EXERCISE INSTRUCTIONS: Look through the lines below, find those with the word "shoulder", and copy them.

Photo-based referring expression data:
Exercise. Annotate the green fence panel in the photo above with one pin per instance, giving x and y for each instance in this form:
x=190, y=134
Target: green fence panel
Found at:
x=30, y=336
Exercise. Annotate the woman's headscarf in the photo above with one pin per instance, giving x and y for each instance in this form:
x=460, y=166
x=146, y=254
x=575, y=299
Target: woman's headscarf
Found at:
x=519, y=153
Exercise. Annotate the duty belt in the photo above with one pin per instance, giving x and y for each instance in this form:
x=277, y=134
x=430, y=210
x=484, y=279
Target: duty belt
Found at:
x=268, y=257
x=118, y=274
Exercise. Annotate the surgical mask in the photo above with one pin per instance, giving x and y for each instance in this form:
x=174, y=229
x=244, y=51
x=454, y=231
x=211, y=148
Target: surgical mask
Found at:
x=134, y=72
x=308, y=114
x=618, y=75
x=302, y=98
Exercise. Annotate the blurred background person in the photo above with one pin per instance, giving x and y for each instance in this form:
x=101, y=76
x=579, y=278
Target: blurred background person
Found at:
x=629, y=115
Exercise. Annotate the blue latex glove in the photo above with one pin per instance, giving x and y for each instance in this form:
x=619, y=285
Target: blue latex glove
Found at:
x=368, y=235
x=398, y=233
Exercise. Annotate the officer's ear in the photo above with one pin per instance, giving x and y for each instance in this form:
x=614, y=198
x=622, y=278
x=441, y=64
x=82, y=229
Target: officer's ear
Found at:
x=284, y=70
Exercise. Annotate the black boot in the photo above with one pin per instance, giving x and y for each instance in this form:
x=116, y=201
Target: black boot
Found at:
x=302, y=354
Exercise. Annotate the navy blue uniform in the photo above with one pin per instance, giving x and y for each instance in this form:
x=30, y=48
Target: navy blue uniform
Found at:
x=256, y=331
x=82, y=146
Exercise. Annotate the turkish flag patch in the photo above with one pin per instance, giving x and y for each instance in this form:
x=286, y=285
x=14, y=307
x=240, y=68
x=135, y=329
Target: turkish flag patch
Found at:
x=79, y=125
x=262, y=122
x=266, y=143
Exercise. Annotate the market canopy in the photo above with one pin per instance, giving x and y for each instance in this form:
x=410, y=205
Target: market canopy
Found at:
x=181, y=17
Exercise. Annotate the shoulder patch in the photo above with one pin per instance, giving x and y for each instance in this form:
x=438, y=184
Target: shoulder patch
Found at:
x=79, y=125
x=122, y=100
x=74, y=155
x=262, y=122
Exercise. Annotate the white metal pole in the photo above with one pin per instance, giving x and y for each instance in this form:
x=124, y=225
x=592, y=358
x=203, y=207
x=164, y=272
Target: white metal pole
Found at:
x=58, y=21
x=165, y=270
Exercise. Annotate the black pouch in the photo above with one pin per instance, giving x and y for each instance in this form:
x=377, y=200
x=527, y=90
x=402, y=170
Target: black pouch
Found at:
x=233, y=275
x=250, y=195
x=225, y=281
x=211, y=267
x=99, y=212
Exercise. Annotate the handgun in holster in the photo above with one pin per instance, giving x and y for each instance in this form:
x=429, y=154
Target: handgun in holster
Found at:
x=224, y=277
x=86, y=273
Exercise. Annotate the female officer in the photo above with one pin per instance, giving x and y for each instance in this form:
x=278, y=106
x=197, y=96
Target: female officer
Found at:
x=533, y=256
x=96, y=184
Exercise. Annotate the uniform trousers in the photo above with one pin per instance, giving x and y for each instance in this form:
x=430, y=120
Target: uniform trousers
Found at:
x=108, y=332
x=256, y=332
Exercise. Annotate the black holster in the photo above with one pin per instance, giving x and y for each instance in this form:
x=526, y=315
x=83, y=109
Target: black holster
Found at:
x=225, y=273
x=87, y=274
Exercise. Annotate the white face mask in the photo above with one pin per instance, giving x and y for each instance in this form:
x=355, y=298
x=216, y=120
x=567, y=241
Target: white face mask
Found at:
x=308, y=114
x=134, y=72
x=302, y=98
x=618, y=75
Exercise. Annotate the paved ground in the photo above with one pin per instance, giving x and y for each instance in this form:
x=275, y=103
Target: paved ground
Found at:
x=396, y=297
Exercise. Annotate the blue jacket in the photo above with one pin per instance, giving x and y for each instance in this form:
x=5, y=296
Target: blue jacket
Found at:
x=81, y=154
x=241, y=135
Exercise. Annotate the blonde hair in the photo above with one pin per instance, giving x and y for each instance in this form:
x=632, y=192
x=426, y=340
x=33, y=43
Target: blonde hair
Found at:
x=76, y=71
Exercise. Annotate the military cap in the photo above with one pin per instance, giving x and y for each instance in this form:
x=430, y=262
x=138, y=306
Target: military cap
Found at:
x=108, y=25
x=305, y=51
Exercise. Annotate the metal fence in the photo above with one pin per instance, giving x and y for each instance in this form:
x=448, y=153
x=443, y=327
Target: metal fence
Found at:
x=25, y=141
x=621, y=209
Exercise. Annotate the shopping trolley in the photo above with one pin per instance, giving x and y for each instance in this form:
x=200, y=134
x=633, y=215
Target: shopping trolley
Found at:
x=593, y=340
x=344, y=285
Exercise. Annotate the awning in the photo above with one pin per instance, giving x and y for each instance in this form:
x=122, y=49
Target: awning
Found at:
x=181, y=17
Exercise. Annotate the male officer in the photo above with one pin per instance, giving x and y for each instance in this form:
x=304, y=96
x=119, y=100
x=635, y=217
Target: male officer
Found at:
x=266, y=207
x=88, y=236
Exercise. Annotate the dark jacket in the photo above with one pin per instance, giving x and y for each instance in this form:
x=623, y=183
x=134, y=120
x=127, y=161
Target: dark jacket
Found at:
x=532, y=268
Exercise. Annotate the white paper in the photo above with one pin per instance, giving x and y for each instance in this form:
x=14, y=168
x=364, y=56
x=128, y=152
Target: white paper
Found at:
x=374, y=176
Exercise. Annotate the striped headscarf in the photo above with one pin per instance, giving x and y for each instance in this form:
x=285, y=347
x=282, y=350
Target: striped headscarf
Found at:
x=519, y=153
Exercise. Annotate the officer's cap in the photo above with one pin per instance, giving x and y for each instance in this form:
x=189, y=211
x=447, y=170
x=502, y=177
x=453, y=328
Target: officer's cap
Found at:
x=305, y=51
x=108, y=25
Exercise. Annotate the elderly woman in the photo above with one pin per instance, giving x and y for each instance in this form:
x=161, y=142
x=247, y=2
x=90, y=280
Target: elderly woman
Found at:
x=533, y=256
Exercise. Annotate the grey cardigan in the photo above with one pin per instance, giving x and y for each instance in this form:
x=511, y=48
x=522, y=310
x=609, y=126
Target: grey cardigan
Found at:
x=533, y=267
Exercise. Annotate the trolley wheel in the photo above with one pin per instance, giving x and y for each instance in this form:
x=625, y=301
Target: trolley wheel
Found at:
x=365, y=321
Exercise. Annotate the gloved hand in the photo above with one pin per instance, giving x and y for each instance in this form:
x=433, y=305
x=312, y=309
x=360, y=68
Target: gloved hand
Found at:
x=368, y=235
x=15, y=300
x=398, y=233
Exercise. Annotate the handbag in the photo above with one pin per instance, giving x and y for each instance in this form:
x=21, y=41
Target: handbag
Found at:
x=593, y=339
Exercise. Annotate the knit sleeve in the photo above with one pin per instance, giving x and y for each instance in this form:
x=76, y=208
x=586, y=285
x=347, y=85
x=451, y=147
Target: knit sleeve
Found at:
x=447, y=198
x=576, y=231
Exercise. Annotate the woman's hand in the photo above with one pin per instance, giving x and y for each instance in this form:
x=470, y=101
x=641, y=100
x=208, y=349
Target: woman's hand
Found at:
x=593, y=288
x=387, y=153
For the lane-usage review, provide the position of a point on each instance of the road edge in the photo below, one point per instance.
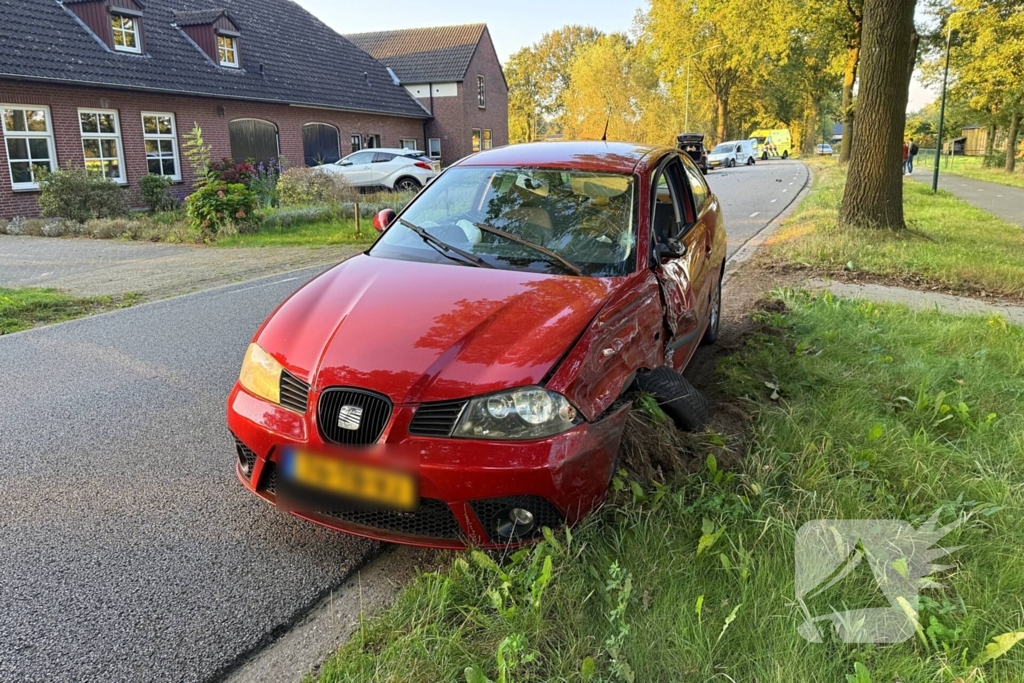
(751, 247)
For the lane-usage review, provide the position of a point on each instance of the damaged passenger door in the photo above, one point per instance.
(678, 258)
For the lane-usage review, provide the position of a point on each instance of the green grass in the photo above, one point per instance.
(972, 167)
(24, 308)
(883, 413)
(950, 244)
(321, 233)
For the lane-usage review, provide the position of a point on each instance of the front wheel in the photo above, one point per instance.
(684, 404)
(407, 185)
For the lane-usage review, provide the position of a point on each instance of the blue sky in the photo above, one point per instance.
(513, 25)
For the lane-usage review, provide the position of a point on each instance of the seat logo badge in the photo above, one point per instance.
(349, 417)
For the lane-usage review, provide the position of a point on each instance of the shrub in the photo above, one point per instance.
(76, 195)
(299, 186)
(218, 204)
(226, 171)
(153, 189)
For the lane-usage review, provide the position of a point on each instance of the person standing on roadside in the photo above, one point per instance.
(912, 152)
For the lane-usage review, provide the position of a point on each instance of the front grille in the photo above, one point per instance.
(432, 520)
(376, 413)
(436, 419)
(294, 393)
(246, 455)
(493, 511)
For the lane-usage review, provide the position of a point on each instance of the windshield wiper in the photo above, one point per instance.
(431, 240)
(565, 263)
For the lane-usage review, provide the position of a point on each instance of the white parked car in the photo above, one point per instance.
(391, 168)
(723, 156)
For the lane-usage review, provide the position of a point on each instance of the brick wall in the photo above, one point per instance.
(455, 118)
(211, 114)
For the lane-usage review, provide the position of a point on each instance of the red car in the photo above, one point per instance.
(465, 381)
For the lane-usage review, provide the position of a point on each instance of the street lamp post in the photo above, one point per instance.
(686, 120)
(942, 111)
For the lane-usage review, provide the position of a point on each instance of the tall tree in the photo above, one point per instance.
(875, 186)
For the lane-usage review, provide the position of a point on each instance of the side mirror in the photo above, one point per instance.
(383, 219)
(672, 249)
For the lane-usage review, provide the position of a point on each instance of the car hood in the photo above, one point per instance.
(423, 332)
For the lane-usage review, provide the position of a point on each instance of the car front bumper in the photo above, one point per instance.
(467, 487)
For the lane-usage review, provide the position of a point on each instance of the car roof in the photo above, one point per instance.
(391, 151)
(581, 155)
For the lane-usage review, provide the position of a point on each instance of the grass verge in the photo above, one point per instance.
(24, 308)
(950, 245)
(859, 412)
(321, 233)
(973, 167)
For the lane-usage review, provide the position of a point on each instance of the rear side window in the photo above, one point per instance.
(699, 187)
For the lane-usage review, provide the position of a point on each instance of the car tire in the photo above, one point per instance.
(684, 404)
(407, 184)
(714, 315)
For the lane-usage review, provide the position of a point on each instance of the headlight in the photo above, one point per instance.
(261, 374)
(521, 414)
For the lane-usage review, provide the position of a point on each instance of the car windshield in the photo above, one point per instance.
(588, 219)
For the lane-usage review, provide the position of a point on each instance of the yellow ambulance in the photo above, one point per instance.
(775, 142)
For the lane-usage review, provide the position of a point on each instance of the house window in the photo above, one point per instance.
(101, 143)
(30, 143)
(161, 144)
(227, 51)
(126, 38)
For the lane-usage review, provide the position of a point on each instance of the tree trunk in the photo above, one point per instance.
(1015, 126)
(875, 187)
(849, 78)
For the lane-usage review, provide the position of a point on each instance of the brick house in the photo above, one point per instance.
(113, 85)
(455, 73)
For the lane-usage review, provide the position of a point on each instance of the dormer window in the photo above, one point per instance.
(213, 32)
(227, 51)
(126, 34)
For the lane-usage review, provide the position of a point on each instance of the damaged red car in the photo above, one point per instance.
(466, 380)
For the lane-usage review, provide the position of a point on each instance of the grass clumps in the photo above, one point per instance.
(950, 245)
(859, 412)
(28, 307)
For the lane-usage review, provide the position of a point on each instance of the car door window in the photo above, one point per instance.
(357, 159)
(698, 188)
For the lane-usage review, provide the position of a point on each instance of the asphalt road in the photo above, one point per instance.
(753, 196)
(128, 551)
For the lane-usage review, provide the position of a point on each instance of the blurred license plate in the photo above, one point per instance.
(363, 483)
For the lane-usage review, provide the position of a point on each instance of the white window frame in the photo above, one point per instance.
(135, 33)
(430, 151)
(172, 136)
(116, 136)
(223, 50)
(27, 135)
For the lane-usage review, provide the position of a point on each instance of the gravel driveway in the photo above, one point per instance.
(94, 267)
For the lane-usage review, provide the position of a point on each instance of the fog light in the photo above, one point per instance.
(518, 523)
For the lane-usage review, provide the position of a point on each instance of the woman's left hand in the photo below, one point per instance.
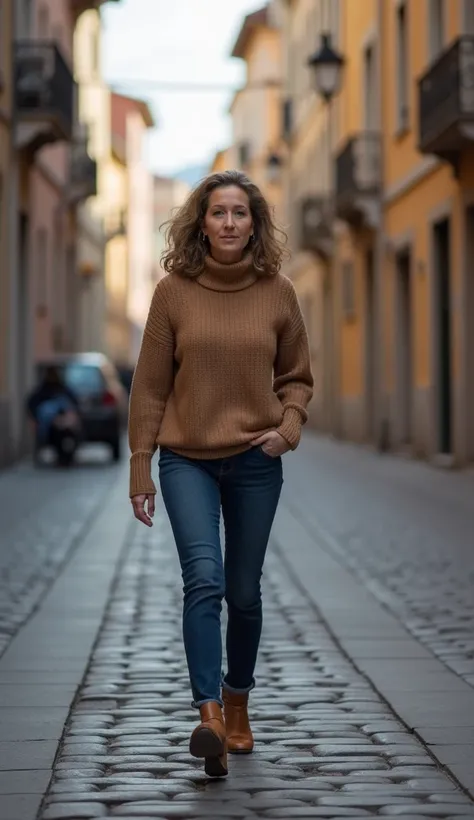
(272, 443)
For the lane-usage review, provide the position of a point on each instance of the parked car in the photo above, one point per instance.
(126, 375)
(103, 400)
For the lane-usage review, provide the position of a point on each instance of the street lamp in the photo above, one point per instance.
(274, 164)
(326, 65)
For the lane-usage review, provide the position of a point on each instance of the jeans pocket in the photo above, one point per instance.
(266, 455)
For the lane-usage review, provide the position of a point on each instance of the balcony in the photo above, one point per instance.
(43, 94)
(83, 169)
(315, 221)
(115, 224)
(358, 180)
(446, 102)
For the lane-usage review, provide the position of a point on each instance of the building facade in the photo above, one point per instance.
(379, 196)
(168, 194)
(7, 375)
(255, 110)
(42, 153)
(311, 131)
(128, 200)
(94, 154)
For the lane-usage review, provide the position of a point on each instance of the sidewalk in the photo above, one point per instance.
(354, 717)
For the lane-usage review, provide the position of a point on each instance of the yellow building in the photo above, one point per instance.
(388, 274)
(310, 131)
(255, 109)
(94, 116)
(428, 224)
(6, 375)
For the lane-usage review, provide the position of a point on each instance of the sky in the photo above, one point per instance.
(183, 42)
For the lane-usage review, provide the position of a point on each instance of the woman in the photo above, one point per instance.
(221, 387)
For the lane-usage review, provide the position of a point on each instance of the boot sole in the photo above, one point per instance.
(216, 766)
(240, 751)
(205, 743)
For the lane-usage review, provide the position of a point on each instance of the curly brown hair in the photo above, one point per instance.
(187, 249)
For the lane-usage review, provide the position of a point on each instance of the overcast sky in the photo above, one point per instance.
(177, 41)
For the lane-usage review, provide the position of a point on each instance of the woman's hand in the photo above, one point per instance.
(272, 443)
(138, 504)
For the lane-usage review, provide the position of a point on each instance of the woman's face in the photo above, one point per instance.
(228, 223)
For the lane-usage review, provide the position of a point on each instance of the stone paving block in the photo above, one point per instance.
(446, 810)
(316, 811)
(19, 806)
(182, 812)
(74, 811)
(15, 782)
(27, 754)
(30, 723)
(319, 727)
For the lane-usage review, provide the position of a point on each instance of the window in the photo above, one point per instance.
(370, 91)
(94, 53)
(468, 15)
(41, 271)
(436, 23)
(244, 154)
(43, 23)
(348, 291)
(402, 68)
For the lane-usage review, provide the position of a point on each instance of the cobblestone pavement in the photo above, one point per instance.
(327, 745)
(43, 514)
(404, 528)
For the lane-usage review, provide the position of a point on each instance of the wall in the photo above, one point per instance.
(6, 28)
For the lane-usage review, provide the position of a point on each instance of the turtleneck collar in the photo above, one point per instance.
(236, 276)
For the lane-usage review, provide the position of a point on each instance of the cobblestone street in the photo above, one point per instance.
(360, 709)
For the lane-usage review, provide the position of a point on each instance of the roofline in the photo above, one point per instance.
(251, 22)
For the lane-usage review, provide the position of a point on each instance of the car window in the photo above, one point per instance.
(83, 379)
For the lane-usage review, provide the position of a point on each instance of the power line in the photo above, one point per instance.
(187, 88)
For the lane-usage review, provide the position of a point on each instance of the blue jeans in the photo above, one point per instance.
(247, 488)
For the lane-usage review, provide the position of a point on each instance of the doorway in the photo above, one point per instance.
(443, 335)
(23, 329)
(404, 348)
(370, 397)
(469, 335)
(329, 358)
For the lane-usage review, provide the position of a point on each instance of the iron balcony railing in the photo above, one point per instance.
(44, 84)
(358, 167)
(446, 98)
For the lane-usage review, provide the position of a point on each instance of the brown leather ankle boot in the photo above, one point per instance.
(239, 733)
(209, 740)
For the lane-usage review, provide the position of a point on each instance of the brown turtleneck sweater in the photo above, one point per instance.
(224, 359)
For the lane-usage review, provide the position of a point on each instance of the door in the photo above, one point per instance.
(370, 344)
(404, 348)
(23, 326)
(443, 335)
(329, 358)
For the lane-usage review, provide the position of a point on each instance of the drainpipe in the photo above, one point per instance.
(382, 414)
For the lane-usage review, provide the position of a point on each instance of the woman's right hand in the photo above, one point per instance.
(142, 514)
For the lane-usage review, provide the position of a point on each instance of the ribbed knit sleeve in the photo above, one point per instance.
(293, 380)
(151, 387)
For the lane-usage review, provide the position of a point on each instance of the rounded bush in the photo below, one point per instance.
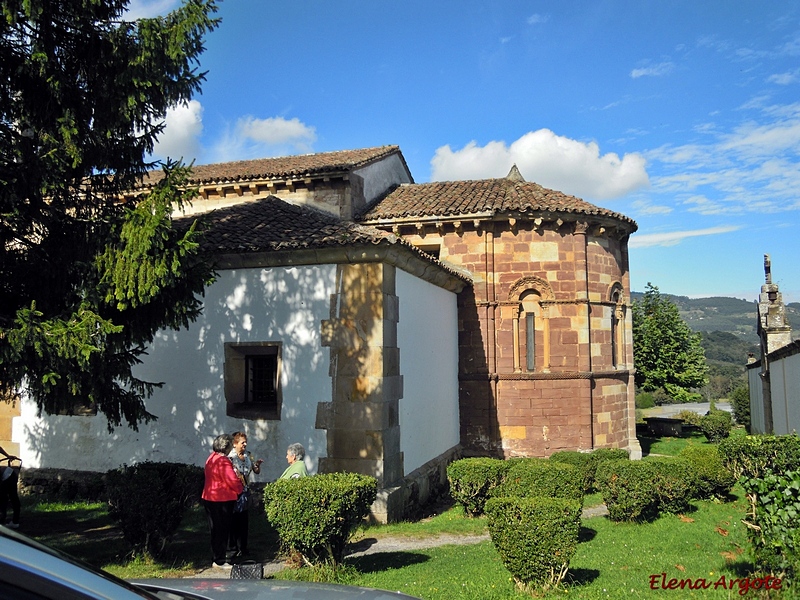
(535, 537)
(675, 483)
(627, 489)
(755, 455)
(713, 479)
(716, 425)
(534, 477)
(148, 501)
(473, 479)
(317, 515)
(582, 461)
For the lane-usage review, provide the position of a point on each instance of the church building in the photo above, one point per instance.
(386, 325)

EXERCISE RESULT:
Exercise. Annotate the shoulder patch in the photo above with one pin per instance, giving x and y for each instance in this form:
Target: shoulder patch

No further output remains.